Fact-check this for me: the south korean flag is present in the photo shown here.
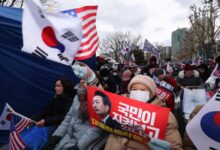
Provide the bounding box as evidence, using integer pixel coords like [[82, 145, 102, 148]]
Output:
[[186, 91, 220, 150], [22, 0, 83, 65]]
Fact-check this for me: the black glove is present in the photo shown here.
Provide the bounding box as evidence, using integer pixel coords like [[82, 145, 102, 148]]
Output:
[[67, 145, 80, 150], [42, 135, 62, 150]]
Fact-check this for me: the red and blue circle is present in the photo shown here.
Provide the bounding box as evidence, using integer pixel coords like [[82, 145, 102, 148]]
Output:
[[200, 111, 220, 143], [41, 26, 65, 53]]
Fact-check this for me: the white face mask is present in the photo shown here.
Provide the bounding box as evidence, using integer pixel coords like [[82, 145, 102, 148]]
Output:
[[103, 77, 109, 81], [130, 90, 150, 102]]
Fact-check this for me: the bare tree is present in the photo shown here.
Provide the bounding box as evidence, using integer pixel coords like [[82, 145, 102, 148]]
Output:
[[184, 0, 220, 56], [100, 32, 141, 64]]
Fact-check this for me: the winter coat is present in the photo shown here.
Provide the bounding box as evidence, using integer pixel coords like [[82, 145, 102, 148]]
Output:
[[176, 70, 203, 86], [52, 96, 104, 150], [183, 105, 204, 150], [105, 98, 182, 150], [31, 94, 73, 126]]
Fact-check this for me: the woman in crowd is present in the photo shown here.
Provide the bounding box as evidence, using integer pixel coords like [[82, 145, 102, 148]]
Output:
[[18, 78, 76, 149], [105, 75, 182, 150], [43, 63, 104, 150], [31, 78, 76, 127]]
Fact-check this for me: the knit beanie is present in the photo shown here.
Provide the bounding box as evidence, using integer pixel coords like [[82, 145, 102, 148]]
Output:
[[128, 75, 157, 95]]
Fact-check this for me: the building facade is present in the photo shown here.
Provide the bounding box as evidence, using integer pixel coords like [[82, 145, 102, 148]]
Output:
[[172, 28, 187, 57]]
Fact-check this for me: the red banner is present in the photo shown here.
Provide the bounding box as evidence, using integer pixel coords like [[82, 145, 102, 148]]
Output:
[[87, 86, 170, 144]]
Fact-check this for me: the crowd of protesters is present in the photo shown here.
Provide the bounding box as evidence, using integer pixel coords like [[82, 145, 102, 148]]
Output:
[[2, 56, 220, 150]]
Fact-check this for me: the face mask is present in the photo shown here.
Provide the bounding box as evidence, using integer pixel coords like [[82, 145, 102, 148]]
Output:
[[103, 77, 109, 81], [130, 90, 150, 102]]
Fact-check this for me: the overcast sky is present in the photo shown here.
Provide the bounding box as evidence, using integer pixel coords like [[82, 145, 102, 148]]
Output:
[[61, 0, 201, 46]]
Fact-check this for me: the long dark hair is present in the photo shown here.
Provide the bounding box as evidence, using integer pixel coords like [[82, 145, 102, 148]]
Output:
[[56, 77, 75, 97]]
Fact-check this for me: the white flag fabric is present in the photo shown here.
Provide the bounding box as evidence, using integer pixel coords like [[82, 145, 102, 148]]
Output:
[[186, 91, 220, 150], [22, 0, 83, 65], [183, 88, 207, 119], [0, 103, 14, 130]]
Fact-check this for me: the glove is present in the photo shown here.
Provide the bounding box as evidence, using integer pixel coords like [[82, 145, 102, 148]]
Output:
[[148, 138, 170, 150], [72, 61, 96, 83], [42, 135, 62, 150]]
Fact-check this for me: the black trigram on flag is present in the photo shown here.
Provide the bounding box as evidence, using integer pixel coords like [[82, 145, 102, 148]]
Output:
[[32, 46, 48, 58], [62, 31, 79, 42], [215, 90, 220, 101]]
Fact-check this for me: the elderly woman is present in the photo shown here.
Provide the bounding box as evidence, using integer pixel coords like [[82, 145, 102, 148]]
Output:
[[43, 63, 104, 150], [105, 75, 182, 150], [17, 78, 76, 149]]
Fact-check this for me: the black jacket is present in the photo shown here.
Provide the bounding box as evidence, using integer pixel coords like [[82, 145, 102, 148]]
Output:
[[105, 116, 121, 130], [31, 94, 73, 126]]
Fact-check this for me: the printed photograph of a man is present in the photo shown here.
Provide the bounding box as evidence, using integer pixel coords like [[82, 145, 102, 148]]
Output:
[[92, 91, 121, 129]]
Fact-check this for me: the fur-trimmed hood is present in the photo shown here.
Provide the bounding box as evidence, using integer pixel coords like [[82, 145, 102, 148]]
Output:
[[178, 70, 199, 79]]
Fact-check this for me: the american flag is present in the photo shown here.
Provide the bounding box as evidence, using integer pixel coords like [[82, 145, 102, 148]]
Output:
[[63, 6, 99, 60], [9, 113, 29, 150]]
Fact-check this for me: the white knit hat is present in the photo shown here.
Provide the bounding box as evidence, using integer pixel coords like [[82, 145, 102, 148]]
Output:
[[128, 75, 157, 95]]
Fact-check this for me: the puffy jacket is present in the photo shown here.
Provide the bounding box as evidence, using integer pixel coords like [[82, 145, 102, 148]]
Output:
[[105, 98, 182, 150], [31, 94, 73, 126], [52, 96, 104, 150]]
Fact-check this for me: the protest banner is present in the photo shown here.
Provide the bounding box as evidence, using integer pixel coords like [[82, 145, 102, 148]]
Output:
[[186, 91, 220, 150], [87, 86, 170, 144]]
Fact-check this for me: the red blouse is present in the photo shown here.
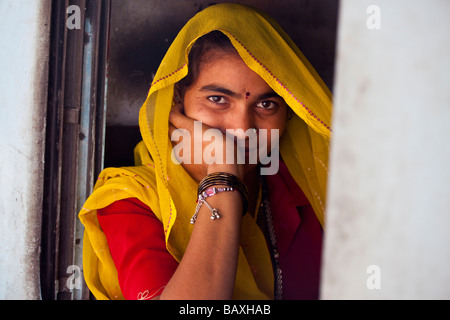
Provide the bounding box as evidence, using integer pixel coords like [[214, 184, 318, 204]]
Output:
[[97, 162, 322, 300]]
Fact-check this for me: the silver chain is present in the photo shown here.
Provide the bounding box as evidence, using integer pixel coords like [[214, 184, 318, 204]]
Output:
[[261, 180, 283, 300]]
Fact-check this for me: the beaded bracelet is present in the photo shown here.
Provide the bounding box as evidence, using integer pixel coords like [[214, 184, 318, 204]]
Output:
[[197, 172, 248, 215], [191, 172, 248, 224], [191, 187, 234, 224]]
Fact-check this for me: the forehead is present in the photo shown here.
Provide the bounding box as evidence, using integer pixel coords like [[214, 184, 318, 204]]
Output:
[[194, 50, 270, 93]]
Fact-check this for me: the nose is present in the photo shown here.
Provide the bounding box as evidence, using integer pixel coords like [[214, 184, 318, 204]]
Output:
[[225, 104, 255, 140]]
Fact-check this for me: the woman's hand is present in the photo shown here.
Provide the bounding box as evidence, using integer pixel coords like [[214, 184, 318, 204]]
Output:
[[169, 104, 244, 181]]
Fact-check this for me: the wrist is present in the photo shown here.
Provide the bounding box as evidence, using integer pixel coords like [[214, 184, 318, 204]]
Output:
[[206, 163, 244, 180]]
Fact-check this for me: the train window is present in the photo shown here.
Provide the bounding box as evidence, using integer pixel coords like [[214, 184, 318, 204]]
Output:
[[41, 0, 339, 299]]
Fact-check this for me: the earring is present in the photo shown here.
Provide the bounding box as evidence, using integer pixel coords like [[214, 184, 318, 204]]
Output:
[[173, 95, 183, 104]]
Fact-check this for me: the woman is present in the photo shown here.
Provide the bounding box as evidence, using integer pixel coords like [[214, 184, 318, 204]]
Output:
[[80, 4, 331, 299]]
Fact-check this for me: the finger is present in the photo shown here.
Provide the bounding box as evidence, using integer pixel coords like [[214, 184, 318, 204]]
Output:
[[169, 104, 194, 131]]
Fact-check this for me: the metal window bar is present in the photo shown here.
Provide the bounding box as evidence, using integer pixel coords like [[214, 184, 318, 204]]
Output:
[[41, 0, 111, 300]]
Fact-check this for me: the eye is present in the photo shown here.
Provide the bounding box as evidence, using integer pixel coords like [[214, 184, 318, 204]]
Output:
[[256, 100, 278, 110], [208, 96, 227, 104]]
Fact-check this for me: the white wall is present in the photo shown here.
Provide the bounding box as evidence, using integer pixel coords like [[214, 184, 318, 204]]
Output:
[[322, 0, 450, 299], [0, 0, 50, 299]]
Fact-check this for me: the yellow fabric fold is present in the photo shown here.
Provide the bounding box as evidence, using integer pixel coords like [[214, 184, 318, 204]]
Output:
[[79, 4, 331, 299]]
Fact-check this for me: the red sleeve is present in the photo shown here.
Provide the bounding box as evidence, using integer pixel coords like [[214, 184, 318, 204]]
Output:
[[97, 198, 178, 300]]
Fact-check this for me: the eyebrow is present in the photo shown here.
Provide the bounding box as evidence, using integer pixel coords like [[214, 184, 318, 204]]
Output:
[[200, 84, 282, 100]]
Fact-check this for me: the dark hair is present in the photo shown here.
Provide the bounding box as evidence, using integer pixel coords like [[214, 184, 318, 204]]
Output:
[[175, 31, 237, 98]]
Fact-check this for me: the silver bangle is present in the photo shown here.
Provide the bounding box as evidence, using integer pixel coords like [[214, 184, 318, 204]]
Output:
[[191, 187, 234, 224]]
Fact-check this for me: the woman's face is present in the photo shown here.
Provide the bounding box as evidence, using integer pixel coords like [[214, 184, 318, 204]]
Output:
[[183, 50, 288, 169]]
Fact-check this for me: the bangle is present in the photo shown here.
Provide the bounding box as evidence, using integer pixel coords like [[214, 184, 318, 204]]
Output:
[[197, 172, 248, 215], [191, 187, 234, 224]]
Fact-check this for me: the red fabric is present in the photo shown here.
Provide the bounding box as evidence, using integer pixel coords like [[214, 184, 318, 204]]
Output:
[[98, 162, 322, 299], [97, 199, 178, 300], [266, 161, 323, 300]]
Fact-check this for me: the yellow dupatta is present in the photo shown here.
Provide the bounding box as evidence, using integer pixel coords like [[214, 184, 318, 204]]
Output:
[[79, 4, 331, 299]]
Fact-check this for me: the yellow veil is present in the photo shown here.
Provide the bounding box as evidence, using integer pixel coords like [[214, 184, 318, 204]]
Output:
[[79, 4, 331, 299]]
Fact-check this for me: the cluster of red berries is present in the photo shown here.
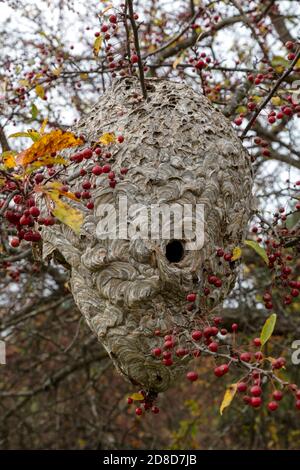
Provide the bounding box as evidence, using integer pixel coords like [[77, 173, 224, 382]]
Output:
[[127, 390, 160, 416], [0, 135, 128, 262], [237, 371, 300, 412]]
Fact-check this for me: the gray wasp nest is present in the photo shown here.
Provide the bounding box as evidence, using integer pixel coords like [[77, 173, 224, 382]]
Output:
[[43, 78, 252, 393]]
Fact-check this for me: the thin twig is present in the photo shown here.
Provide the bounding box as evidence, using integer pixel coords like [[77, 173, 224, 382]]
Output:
[[241, 48, 300, 139], [126, 0, 147, 99]]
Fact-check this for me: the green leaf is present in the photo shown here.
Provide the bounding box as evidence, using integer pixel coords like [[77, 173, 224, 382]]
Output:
[[260, 313, 277, 346], [244, 240, 269, 264]]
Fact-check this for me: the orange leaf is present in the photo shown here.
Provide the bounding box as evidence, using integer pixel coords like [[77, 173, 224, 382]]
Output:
[[1, 151, 16, 170], [34, 181, 79, 202], [17, 129, 83, 166]]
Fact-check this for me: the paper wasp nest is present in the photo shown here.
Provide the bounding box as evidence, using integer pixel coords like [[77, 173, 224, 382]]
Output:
[[43, 78, 252, 392]]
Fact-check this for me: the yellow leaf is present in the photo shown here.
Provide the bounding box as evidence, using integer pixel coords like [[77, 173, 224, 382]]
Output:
[[98, 132, 116, 145], [9, 129, 40, 142], [173, 51, 185, 70], [40, 118, 48, 134], [231, 246, 242, 261], [79, 72, 89, 80], [25, 156, 69, 175], [39, 181, 79, 202], [252, 95, 262, 103], [130, 393, 145, 401], [8, 132, 30, 139], [51, 67, 62, 77], [93, 36, 102, 57], [35, 85, 45, 99], [17, 129, 82, 166], [235, 106, 247, 114], [100, 3, 113, 16], [48, 192, 83, 234], [220, 384, 237, 415], [244, 240, 269, 264], [1, 151, 16, 170], [271, 96, 281, 106], [260, 313, 277, 346], [19, 79, 30, 87]]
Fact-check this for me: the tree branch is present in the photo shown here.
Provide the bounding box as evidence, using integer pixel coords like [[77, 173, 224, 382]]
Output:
[[241, 48, 300, 139], [126, 0, 147, 99]]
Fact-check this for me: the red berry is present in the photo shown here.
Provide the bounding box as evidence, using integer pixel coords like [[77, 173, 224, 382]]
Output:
[[214, 364, 229, 377], [186, 293, 196, 302], [273, 390, 283, 401], [268, 401, 278, 411], [285, 41, 294, 51], [250, 397, 262, 408], [10, 237, 20, 248], [240, 352, 251, 362], [81, 148, 93, 160], [130, 54, 139, 64], [152, 348, 161, 356], [208, 341, 219, 352], [195, 60, 206, 70], [163, 359, 173, 367], [109, 15, 117, 24], [253, 338, 261, 348], [29, 206, 40, 217], [234, 117, 243, 126], [192, 330, 202, 341], [102, 164, 111, 173], [254, 351, 264, 361], [250, 385, 262, 397], [81, 181, 92, 189], [34, 173, 44, 184], [92, 165, 102, 176], [203, 326, 211, 338], [237, 382, 247, 393], [186, 371, 198, 382], [210, 326, 219, 336], [176, 348, 188, 357], [151, 406, 159, 415]]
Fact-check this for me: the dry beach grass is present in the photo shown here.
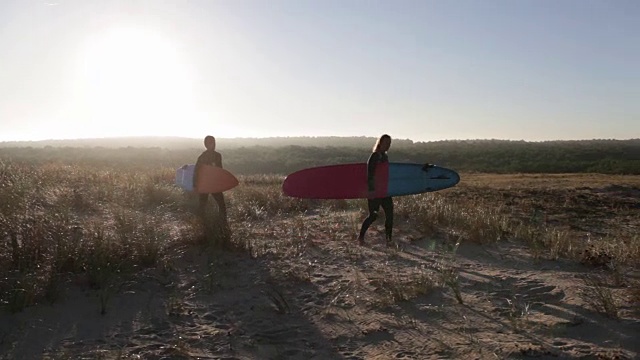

-=-=-=-=-

Reproduce the entries unchanged, beginning at the line that contains "Fact-check this for me: the finger" and stopping after the line that contains "[[169, 104, 194, 131]]".

Solution to the exercise:
Fact-check this for me: the finger is present in the photo shown here.
Provide the bounding box as evidence, using integer pixel coords like [[214, 184, 318, 204]]
Output:
[[169, 104, 194, 131]]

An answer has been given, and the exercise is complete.